------ Data to examine ------
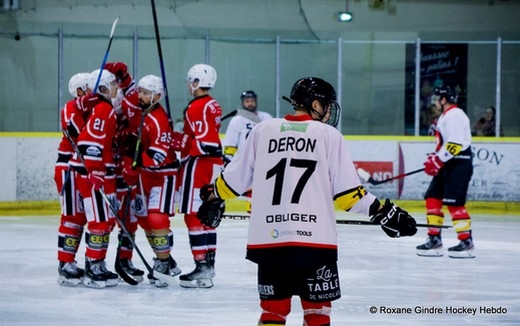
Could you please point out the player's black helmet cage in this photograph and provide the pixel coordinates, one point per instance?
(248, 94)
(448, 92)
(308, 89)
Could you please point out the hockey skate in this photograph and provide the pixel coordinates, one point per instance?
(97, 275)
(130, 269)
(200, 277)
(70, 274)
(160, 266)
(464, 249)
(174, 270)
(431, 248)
------
◆ Activity
Write out again exactly the lines that run from the one holding "Could you please point out the hockey" through the last line of the data; omit all other lines.

◆ Task output
Could you please point out the hockey skate in this photograph and provide the pixel coordinates, one point per instance?
(97, 275)
(130, 269)
(200, 277)
(70, 274)
(160, 266)
(464, 249)
(174, 270)
(431, 248)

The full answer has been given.